> **Extract to read**
%%

Linux Syscalls: From Userspace to Kernel and Back
Tracing the full lifecycle of a system call on x86-64 Linux — from the userspace wrapper through VDSO, the syscall instruction, kernel entry, dispatch tables, and the return path. With code to make raw syscalls without libc.
Every interaction your program has with the outside world — opening a file, sending a network packet, allocating memory, spawning a thread — goes through a system call. It's the only legal gateway between unprivileged userspace code and the kernel.
Most programmers use syscalls through libc wrappers (`read()`, `write()`, `open()`) and never think about what happens beneath. This post traces the full path of a syscall on x86-64 Linux, from the C library down to the kernel dispatch table and back.
What Is a System Call, Really?

%%

> **Supplied entries**
%%

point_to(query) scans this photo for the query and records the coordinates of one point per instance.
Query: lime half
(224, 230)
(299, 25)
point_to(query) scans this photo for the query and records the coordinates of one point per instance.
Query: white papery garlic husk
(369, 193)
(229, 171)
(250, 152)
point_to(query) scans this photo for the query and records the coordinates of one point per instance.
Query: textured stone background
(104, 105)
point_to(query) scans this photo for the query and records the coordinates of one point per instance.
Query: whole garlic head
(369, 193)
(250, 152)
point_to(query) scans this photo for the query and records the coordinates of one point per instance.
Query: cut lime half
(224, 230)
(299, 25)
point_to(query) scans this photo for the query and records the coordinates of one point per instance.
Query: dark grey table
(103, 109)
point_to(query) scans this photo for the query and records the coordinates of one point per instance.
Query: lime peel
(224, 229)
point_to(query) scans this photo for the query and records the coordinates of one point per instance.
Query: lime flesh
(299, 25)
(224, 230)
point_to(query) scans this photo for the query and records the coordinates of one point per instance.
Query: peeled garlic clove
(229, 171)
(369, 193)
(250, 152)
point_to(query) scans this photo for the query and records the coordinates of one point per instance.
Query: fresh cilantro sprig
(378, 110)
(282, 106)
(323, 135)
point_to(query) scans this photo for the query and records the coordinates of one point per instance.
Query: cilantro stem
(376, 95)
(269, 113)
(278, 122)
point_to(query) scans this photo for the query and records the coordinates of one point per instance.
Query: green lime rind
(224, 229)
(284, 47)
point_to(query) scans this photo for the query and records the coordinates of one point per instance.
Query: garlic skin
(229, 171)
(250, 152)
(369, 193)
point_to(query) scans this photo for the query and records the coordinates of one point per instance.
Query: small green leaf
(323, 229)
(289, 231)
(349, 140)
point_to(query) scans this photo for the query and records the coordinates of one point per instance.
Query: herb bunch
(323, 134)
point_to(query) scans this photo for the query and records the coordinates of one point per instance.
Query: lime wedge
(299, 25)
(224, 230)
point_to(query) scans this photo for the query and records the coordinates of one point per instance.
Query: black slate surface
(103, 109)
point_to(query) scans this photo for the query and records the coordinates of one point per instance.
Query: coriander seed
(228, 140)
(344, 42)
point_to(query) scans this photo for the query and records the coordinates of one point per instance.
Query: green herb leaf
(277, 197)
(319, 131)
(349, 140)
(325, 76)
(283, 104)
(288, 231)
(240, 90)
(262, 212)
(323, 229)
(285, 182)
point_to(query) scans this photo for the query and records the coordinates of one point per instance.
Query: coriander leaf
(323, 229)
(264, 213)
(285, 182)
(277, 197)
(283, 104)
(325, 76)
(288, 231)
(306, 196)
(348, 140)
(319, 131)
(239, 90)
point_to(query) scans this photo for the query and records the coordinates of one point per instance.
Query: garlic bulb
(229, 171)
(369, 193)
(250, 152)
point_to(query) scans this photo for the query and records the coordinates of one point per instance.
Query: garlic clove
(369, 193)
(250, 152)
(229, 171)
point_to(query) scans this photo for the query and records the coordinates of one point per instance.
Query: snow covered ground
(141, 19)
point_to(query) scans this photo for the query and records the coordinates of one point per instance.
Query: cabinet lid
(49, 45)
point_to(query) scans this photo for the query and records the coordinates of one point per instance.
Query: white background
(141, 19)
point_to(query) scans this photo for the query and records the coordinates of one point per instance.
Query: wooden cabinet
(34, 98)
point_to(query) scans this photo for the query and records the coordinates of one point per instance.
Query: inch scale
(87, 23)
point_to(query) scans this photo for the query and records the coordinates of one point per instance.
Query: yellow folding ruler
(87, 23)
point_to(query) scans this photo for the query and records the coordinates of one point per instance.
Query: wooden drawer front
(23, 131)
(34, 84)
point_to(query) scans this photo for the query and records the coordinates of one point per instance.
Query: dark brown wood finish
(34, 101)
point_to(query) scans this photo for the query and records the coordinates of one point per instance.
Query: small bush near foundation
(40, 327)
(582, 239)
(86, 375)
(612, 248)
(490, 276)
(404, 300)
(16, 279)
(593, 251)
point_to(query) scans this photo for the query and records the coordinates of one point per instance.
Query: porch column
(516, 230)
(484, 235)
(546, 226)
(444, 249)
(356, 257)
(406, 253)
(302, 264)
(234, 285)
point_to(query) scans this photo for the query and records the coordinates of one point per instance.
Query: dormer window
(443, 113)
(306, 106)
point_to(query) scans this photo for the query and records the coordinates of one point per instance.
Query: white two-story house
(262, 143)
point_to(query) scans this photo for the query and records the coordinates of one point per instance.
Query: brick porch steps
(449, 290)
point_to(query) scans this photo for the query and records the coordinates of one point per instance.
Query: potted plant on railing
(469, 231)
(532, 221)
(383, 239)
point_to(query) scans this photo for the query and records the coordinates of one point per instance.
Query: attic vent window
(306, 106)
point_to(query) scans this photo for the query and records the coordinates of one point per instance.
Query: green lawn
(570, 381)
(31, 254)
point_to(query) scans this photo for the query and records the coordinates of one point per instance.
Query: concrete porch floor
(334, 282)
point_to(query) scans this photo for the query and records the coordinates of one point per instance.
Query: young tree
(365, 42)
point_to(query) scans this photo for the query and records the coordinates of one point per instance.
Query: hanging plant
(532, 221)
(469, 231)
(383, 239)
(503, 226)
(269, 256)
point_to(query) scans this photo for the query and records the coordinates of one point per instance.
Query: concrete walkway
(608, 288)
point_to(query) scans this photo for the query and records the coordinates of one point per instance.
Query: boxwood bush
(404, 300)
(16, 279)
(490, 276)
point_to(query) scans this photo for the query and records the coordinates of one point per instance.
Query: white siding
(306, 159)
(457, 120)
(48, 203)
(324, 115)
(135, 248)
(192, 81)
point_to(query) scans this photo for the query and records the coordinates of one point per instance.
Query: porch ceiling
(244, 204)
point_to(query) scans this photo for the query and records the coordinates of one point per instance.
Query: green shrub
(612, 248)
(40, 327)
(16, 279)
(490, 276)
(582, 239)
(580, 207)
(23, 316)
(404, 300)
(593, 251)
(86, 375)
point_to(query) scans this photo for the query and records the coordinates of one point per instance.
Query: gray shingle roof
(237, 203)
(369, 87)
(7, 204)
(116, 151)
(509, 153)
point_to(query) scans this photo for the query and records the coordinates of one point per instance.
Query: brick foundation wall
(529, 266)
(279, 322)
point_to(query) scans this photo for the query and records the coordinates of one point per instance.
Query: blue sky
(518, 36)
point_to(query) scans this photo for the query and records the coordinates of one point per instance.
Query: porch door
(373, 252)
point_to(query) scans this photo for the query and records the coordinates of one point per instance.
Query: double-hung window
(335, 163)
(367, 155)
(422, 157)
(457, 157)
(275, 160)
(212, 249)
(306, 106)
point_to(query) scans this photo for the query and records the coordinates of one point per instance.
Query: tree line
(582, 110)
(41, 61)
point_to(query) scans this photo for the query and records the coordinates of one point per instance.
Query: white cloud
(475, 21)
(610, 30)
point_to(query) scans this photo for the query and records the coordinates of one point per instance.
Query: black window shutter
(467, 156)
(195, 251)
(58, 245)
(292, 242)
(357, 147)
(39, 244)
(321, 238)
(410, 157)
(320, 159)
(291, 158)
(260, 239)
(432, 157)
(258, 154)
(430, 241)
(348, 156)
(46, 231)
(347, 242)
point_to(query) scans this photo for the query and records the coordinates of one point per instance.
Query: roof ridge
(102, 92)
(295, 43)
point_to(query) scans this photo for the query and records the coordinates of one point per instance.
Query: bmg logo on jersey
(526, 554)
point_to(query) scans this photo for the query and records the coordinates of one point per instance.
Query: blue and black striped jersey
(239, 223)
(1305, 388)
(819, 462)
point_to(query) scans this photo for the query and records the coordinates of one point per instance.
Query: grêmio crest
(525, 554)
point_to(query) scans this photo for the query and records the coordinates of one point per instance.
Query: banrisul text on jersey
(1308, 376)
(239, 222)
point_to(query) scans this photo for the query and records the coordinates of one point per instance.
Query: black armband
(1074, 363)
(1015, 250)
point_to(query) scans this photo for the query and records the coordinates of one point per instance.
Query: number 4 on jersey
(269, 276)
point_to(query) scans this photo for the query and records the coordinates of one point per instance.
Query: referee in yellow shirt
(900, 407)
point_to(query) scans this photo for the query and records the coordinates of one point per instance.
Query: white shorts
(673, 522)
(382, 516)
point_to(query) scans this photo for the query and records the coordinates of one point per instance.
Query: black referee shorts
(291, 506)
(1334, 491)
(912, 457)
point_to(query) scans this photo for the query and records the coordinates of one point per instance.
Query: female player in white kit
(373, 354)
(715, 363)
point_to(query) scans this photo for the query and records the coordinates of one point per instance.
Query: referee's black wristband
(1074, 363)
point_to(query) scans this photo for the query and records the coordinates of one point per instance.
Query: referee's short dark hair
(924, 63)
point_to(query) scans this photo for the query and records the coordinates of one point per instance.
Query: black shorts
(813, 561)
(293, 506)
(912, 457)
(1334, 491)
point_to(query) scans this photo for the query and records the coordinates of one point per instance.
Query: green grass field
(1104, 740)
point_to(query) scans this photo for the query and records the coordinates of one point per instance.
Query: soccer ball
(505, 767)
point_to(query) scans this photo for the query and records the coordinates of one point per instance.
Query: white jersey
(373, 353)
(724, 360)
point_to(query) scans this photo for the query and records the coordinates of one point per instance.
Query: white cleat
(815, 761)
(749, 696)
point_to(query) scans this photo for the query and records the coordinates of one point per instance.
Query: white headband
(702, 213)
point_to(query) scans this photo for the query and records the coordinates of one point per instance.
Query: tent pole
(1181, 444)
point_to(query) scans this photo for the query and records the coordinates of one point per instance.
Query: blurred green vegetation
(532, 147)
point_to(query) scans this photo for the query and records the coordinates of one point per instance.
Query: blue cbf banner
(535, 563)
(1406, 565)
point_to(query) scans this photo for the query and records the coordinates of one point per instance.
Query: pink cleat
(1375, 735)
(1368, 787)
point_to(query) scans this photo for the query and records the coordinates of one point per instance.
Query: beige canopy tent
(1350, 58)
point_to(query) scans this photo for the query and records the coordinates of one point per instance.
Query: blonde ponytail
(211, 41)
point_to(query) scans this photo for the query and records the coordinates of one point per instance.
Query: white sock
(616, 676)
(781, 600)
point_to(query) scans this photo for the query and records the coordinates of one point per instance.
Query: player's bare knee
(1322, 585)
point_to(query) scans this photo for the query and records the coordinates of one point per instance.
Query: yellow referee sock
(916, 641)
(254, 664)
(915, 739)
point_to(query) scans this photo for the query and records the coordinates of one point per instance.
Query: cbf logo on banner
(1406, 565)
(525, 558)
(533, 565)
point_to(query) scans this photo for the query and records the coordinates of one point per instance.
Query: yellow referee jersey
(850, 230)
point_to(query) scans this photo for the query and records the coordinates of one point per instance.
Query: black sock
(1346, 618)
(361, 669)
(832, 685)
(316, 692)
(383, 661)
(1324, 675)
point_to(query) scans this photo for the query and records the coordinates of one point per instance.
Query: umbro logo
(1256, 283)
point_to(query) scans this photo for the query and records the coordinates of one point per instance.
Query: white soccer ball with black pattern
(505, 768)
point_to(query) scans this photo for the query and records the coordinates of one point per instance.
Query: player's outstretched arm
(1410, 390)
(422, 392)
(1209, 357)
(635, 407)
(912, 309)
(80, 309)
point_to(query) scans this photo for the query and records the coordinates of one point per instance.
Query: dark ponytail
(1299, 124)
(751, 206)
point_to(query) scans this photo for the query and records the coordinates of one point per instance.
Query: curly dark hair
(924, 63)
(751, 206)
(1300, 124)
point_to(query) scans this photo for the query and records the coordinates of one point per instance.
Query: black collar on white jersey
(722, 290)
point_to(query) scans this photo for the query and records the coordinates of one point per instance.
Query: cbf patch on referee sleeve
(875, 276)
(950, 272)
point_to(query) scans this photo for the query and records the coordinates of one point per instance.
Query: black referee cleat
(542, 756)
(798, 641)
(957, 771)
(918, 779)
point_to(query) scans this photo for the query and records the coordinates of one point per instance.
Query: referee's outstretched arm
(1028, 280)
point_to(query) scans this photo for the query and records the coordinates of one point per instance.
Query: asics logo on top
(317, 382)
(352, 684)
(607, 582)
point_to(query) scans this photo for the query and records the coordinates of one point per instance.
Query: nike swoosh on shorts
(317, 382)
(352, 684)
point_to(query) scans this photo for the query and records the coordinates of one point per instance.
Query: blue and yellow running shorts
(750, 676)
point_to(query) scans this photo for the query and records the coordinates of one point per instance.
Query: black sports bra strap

%%

> **What to do**
1 > In the Linux syscalls article, swap "gateway" for "interface" and write out the stretch from "Linux Syscalls: From" through "and the kernel." with that change.
2 > According to the Linux syscalls article, what is the only legal gateway between unprivileged userspace code and the kernel?
3 > Write the next part of the Linux syscalls article, starting after its final heading.

> **Answer list**
1 >
Linux Syscalls: From Userspace to Kernel and Back
Tracing the full lifecycle of a system call on x86-64 Linux — from the userspace wrapper through VDSO, the syscall instruction, kernel entry, dispatch tables, and the return path. With code to make raw syscalls without libc.
Every interaction your program has with the outside world — opening a file, sending a network packet, allocating memory, spawning a thread — goes through a system call. It's the only legal interface between unprivileged userspace code and the kernel.

2 > A system call.

3 >
A syscall is a controlled transition from user mode (Ring 3) to kernel mode (Ring 0). The CPU provides a dedicated instruction for this — `syscall` on x86-64 — that atomically:
- Saves the user return address (`RIP`) into `RCX`
- Saves `RFLAGS` into `R11`
- Loads the kernel entry point from `IA32_LSTAR` MSR
- Loads the kernel code segment from `IA32_STAR` MSR
- Masks `RFLAGS` with `IA32_FMASK` MSR (disables interrupts)
- Jumps to kernel code
The return is done with the `sysret` instruction, which reverses the process — restoring `RIP` from `RCX` and `RFLAGS` from `R11`.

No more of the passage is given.